■ Input rows:
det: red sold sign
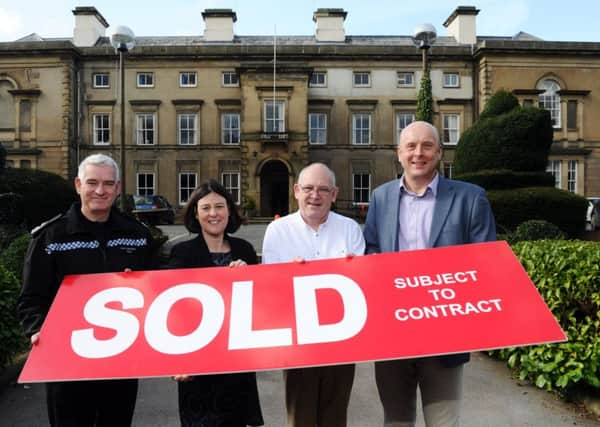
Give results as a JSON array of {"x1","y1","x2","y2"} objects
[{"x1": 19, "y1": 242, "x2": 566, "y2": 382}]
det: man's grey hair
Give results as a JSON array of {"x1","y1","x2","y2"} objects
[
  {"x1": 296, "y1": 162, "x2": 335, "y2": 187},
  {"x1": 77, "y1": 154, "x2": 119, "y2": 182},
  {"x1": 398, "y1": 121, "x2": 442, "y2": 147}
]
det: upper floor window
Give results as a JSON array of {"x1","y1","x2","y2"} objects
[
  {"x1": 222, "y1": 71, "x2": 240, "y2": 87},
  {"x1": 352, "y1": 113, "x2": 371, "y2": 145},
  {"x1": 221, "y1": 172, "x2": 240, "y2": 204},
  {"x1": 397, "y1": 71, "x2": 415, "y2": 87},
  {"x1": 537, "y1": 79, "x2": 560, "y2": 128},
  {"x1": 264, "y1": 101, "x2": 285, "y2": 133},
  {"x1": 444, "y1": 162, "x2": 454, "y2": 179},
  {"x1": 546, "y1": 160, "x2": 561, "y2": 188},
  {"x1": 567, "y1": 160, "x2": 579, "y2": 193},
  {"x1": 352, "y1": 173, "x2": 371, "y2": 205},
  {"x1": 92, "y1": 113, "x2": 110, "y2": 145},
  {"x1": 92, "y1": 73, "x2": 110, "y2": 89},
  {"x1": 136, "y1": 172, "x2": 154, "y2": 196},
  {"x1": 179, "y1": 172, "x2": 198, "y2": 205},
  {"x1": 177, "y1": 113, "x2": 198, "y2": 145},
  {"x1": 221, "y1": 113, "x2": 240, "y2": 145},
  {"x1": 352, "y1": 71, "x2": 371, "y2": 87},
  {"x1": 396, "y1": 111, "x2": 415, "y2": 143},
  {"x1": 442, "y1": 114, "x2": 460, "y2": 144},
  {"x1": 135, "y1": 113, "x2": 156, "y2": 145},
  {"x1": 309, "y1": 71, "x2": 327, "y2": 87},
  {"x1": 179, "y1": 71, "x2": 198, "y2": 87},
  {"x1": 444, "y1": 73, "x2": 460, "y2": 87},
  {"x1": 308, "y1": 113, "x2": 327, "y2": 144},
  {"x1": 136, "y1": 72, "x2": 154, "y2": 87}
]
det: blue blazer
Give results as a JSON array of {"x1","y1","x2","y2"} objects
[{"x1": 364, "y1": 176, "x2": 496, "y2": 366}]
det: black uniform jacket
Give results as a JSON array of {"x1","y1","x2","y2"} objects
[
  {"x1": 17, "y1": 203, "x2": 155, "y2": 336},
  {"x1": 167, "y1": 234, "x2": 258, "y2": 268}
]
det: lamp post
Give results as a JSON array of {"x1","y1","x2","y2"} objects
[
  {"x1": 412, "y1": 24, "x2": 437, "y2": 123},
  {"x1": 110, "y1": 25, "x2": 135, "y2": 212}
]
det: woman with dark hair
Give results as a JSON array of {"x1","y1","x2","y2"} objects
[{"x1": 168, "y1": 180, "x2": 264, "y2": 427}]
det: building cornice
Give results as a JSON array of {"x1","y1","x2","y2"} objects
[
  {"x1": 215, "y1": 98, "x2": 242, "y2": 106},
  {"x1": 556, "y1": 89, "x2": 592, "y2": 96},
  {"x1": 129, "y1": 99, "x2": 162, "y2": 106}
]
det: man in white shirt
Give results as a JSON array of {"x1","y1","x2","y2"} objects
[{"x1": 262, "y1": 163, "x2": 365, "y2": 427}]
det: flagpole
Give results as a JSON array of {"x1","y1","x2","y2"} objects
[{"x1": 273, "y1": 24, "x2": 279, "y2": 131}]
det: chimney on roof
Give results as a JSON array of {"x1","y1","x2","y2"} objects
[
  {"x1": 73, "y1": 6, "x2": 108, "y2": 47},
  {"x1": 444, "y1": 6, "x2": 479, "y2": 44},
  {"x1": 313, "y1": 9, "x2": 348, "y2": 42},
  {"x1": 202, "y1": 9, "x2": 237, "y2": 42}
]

...

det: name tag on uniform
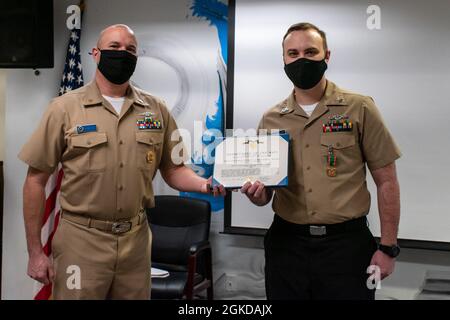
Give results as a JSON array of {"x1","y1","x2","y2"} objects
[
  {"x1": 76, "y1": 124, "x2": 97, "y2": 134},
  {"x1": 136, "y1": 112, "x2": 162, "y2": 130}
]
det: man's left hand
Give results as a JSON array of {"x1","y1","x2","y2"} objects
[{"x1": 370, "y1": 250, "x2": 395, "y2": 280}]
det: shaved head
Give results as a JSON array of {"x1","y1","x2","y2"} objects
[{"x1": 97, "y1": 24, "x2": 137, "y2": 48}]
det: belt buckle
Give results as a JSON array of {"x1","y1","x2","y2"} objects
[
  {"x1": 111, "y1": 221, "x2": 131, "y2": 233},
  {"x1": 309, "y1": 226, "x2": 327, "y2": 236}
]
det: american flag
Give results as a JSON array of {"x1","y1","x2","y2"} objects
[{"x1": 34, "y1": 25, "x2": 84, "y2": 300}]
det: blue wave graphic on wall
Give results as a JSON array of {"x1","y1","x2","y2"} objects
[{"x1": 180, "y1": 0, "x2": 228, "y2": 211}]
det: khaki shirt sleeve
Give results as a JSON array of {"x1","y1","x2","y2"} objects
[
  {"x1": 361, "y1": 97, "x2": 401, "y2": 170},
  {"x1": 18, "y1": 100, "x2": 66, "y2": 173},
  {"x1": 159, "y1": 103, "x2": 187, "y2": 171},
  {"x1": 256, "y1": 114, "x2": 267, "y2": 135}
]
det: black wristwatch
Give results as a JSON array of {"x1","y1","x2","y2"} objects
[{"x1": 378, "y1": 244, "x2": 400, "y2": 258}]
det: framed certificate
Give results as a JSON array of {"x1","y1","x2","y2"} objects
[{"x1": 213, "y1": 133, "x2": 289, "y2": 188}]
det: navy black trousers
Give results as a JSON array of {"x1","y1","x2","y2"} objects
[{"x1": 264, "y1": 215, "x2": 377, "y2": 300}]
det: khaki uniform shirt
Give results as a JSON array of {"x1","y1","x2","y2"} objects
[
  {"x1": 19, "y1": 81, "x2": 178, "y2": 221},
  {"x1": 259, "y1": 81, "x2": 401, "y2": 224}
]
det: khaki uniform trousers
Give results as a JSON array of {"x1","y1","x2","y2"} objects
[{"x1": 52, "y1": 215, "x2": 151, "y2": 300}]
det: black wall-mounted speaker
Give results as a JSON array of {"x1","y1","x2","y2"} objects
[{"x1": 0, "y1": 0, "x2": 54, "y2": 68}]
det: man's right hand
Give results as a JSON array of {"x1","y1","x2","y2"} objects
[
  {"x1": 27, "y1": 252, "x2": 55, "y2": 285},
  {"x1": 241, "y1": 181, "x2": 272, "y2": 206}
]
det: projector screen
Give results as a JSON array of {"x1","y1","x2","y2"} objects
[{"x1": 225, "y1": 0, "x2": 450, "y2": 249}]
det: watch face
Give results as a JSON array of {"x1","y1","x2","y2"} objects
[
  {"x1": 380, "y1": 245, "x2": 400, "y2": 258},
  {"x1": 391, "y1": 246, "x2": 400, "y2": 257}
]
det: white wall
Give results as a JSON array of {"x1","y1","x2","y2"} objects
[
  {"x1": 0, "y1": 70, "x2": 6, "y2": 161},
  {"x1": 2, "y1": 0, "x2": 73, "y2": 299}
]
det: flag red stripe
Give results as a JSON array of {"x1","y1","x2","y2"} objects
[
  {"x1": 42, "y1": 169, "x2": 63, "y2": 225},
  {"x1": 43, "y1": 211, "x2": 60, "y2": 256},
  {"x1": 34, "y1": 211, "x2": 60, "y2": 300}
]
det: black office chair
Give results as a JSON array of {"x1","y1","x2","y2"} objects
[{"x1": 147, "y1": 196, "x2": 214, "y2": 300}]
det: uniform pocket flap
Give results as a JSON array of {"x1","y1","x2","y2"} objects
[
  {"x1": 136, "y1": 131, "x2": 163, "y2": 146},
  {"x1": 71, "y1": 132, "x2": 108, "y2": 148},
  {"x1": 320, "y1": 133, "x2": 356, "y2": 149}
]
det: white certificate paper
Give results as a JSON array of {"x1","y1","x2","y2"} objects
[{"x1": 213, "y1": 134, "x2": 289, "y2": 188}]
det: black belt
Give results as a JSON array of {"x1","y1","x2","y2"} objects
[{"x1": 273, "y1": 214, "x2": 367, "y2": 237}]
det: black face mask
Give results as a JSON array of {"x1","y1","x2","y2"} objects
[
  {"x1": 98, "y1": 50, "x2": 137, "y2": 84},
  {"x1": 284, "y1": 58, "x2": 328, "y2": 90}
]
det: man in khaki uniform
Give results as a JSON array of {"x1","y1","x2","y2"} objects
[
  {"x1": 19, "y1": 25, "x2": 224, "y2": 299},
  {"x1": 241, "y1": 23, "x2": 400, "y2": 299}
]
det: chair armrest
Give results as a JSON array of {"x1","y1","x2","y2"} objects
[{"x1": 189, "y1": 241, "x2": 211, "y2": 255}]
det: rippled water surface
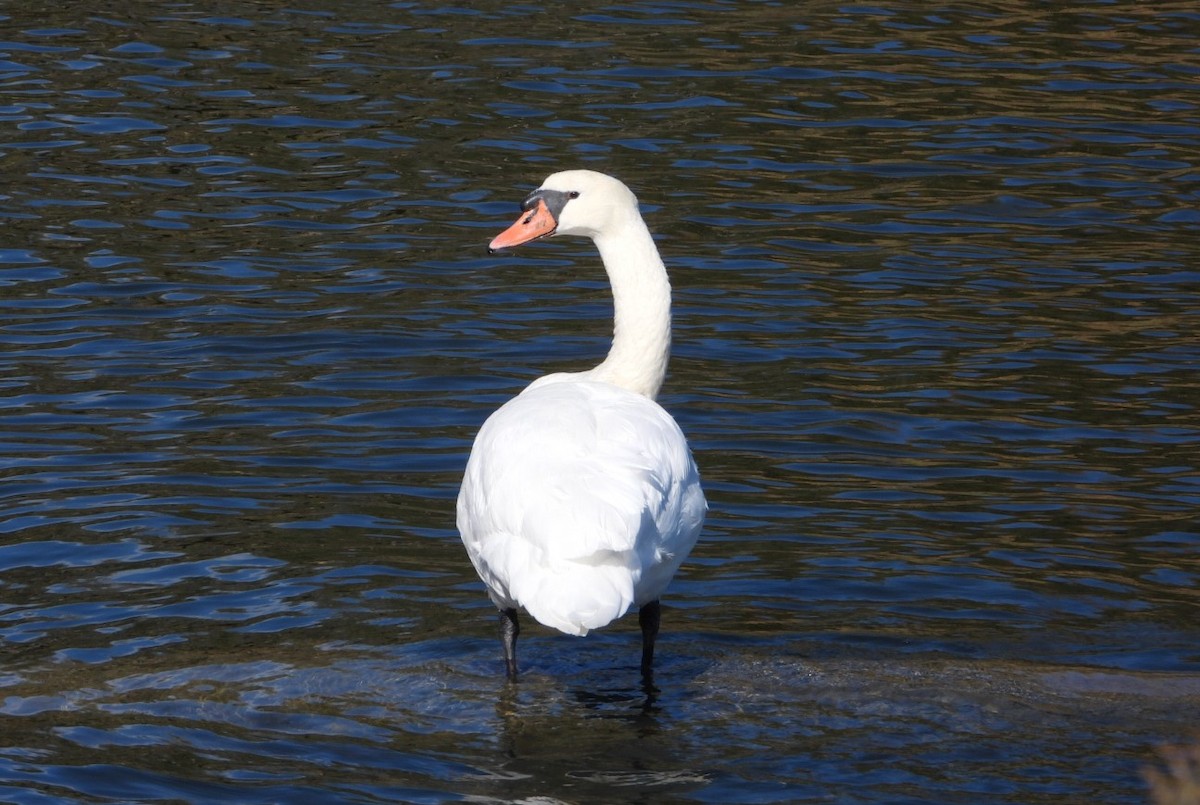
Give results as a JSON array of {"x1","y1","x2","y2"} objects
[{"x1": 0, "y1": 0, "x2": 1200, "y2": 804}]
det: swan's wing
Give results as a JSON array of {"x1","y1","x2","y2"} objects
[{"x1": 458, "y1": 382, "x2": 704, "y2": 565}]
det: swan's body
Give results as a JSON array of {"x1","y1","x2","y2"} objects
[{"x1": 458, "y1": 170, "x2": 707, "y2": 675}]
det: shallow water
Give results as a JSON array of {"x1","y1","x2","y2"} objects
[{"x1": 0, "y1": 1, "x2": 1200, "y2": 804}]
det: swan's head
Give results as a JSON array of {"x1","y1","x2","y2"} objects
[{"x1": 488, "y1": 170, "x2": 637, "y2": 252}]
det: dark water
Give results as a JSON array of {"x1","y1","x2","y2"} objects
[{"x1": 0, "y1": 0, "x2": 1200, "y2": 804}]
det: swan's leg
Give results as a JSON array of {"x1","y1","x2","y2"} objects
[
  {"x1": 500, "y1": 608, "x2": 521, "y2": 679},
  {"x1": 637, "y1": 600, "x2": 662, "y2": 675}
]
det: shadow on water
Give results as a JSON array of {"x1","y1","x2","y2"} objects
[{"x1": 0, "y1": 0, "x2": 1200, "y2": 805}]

■ Short exercise: Gather every line of the records that contains the word "black" and copy each one out in full, treating uppercase and lowercase as different.

■ Task output:
det: black uniform jacket
det: black wristwatch
det: navy black trousers
det: black wall-mounted speaker
det: black office chair
det: black belt
det: black face mask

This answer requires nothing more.